» CHALLENGE
Find each line in the rows below that contains the word "image", with case counting, and copy those lines out.

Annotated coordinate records
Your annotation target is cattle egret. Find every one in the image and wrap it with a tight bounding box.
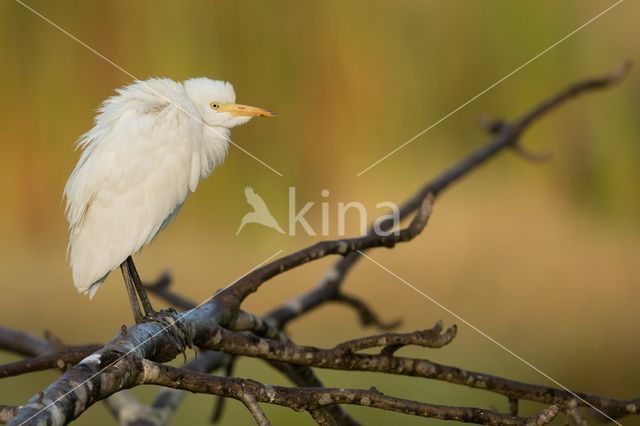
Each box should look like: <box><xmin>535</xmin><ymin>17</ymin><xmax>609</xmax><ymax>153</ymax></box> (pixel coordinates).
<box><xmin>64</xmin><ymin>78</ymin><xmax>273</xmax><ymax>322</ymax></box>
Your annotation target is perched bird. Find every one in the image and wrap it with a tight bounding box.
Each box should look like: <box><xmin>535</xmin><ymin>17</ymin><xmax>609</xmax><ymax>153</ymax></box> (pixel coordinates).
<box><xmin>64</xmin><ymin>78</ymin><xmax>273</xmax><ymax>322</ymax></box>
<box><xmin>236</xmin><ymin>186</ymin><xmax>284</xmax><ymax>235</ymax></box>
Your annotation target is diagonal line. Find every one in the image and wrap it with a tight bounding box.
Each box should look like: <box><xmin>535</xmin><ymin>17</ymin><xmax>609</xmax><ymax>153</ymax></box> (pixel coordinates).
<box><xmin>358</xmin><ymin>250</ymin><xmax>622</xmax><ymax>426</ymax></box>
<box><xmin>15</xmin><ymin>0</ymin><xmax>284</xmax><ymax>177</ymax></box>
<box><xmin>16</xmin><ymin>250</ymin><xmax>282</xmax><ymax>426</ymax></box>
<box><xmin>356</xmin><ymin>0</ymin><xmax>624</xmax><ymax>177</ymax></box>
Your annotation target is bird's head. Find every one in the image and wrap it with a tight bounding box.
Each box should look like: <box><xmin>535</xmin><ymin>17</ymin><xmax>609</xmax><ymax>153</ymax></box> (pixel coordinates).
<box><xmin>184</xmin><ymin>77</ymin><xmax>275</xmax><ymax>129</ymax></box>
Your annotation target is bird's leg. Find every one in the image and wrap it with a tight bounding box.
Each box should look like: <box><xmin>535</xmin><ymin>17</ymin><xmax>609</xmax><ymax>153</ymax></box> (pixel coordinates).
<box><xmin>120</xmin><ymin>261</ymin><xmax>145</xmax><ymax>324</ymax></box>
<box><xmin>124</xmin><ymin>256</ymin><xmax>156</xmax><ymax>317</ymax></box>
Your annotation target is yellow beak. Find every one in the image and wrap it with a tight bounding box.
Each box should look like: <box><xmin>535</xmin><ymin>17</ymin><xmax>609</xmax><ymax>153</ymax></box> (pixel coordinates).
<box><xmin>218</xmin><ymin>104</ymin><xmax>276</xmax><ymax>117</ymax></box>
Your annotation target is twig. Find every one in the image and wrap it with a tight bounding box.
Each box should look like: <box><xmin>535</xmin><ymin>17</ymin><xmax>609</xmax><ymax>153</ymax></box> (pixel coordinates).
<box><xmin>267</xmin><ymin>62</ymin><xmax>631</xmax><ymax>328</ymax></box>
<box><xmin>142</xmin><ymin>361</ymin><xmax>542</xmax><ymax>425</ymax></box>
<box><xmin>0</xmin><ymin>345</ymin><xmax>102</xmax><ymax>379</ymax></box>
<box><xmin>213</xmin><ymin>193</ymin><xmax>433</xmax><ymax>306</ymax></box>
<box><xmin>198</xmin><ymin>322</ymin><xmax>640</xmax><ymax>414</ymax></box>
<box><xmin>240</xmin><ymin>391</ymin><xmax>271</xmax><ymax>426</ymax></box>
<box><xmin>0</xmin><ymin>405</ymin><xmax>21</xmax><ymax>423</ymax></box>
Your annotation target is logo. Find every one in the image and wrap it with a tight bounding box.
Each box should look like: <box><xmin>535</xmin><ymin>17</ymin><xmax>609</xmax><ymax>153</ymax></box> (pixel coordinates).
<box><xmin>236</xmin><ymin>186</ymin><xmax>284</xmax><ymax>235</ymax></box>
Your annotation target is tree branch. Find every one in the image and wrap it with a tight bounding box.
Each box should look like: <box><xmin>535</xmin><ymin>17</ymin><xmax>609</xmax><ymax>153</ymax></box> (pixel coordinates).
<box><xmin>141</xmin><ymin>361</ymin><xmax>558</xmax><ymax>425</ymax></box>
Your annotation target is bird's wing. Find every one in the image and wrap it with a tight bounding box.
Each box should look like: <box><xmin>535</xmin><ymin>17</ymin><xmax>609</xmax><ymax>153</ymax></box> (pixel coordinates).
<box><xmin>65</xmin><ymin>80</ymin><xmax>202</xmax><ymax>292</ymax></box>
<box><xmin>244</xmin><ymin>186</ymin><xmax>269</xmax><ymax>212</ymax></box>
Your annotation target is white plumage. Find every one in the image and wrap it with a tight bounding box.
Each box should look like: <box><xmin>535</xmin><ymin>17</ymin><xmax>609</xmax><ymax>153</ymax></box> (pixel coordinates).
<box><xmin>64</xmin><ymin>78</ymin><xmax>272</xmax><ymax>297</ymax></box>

==

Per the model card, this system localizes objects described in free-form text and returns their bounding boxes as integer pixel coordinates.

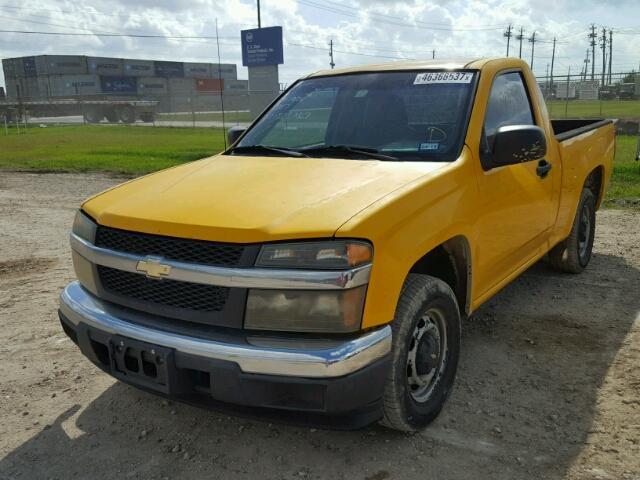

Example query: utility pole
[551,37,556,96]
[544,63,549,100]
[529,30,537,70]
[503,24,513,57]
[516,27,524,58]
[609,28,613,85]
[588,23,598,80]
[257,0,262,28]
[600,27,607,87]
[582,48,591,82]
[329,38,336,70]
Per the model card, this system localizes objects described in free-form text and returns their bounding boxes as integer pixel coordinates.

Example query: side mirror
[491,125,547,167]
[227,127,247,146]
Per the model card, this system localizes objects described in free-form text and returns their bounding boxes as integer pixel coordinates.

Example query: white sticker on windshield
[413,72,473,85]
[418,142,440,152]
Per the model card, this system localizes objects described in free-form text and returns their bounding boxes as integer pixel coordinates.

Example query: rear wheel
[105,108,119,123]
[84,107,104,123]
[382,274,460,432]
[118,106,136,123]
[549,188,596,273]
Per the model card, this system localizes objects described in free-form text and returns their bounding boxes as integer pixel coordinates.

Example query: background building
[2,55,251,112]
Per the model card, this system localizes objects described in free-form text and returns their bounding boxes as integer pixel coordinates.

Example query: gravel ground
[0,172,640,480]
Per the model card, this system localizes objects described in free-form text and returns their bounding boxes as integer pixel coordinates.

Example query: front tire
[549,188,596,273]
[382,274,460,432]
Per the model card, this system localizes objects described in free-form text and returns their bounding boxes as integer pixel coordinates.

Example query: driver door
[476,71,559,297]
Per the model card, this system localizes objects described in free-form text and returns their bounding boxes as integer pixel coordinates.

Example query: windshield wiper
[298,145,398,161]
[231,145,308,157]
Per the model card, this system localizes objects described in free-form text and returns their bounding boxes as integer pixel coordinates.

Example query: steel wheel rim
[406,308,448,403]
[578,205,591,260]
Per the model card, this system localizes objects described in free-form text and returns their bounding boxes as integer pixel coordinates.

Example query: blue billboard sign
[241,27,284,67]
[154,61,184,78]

* * *

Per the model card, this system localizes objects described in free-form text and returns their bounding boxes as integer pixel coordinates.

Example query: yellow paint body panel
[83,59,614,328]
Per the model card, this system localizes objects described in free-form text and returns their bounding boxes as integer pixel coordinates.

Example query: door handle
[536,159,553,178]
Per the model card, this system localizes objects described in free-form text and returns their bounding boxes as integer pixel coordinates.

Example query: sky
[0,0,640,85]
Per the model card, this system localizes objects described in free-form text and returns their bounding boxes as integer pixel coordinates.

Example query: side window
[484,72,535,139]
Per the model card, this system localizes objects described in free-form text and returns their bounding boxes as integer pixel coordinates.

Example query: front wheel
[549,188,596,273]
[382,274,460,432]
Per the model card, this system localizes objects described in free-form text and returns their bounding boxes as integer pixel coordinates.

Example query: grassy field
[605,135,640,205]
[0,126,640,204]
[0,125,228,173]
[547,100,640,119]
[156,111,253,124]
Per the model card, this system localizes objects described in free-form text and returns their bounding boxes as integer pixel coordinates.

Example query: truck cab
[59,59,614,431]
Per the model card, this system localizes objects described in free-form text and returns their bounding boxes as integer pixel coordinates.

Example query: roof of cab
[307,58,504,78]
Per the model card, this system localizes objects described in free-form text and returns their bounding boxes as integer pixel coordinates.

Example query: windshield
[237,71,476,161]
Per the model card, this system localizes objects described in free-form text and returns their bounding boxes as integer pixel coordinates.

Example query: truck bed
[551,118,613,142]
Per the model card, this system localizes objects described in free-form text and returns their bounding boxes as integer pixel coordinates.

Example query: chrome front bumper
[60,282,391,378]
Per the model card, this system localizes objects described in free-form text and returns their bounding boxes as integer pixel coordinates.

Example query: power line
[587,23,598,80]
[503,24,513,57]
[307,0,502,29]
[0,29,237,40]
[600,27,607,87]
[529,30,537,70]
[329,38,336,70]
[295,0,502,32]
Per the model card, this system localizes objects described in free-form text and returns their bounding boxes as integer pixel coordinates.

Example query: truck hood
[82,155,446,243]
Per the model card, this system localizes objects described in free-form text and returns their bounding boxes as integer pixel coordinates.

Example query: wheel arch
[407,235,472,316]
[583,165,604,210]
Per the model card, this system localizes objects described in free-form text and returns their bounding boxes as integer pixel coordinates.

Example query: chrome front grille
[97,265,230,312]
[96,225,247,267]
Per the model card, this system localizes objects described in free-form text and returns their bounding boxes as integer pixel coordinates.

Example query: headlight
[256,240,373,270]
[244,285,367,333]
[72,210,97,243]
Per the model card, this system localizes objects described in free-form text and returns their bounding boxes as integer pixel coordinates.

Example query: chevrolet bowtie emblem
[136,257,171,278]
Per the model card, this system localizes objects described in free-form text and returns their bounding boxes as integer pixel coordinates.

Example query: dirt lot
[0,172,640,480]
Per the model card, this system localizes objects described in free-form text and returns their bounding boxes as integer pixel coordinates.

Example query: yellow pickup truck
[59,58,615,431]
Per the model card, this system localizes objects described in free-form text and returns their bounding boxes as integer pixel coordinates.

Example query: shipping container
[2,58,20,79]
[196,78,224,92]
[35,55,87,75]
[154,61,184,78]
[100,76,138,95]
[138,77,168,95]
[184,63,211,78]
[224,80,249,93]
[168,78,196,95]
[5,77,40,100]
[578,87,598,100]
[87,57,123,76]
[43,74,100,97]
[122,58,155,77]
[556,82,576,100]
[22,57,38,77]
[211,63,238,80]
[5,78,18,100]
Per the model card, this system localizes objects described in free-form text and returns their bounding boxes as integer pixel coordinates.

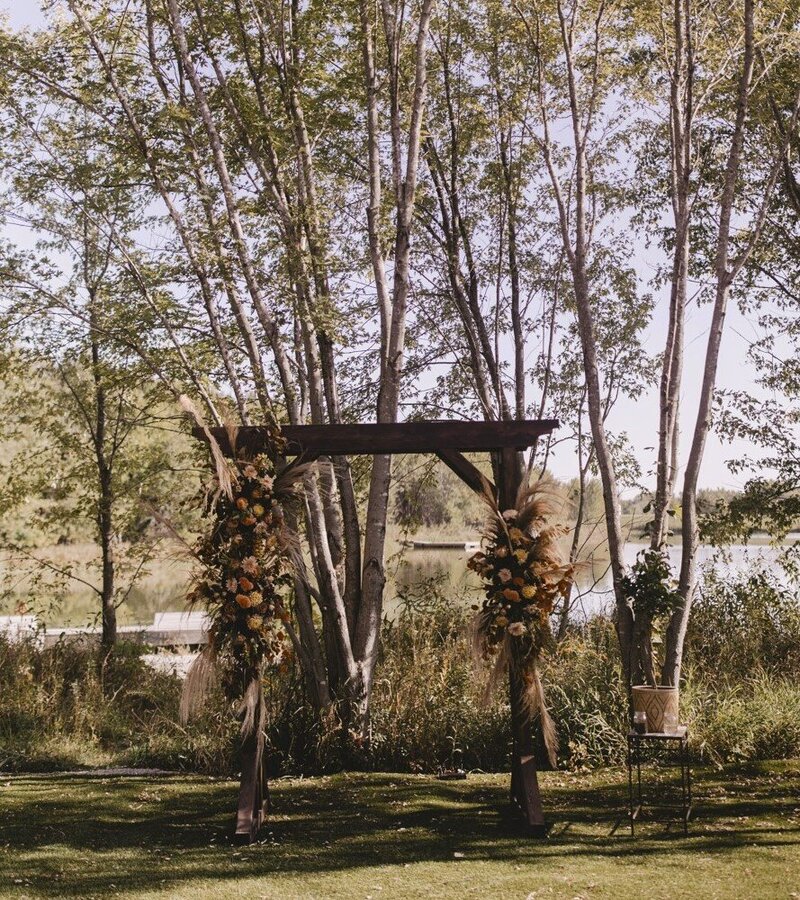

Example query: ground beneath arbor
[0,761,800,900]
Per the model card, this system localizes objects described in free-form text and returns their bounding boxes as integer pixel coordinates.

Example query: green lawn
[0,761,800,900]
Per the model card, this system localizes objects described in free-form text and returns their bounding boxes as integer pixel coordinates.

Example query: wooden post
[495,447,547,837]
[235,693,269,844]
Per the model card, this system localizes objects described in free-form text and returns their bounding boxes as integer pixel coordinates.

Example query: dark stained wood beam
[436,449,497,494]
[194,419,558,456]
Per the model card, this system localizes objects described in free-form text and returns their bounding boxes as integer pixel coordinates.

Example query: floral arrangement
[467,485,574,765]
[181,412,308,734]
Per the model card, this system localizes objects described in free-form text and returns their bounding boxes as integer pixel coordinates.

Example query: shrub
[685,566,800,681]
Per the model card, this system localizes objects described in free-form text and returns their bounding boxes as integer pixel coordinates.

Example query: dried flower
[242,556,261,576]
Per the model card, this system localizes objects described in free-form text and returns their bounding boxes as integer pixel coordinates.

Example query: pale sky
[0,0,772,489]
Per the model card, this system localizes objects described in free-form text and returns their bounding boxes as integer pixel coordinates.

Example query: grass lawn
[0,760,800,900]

» SOLUTION BELOW
Your annotation target is cattle egret. Find every one in the image and wrap it with a tight bounding box.
Your annotation target is perched bird. Find every one in the image and wrap it with a tight bounding box.
Your annotation target is diagonal line. Find every one in the image and wrap it with a tight bounding box.
Your annotation target is bird's head. Find every one in the image and wrap it with a tight bounding box.
Your annotation target is bird's leg. Find every one in the image and wrap it with a tight bounding box.
Your annotation target is yellow beak. Find every one in the image and wrap it with a tight bounding box.
Your annotation target is twig. Find every one in the image and wrap it with a tight bounding box.
Your annotation target is logo. Find every one in the image and wrap it with a tight bounding box.
Your annotation target is tree branch. Find every one in the image and wrap it with a tight bounding box.
Your annotation target is bird's wing. Find every one in the image and wrap it with a tight bounding box.
Your annotation target is white plumage. Find every one in the image and wrap it with a tight bounding box.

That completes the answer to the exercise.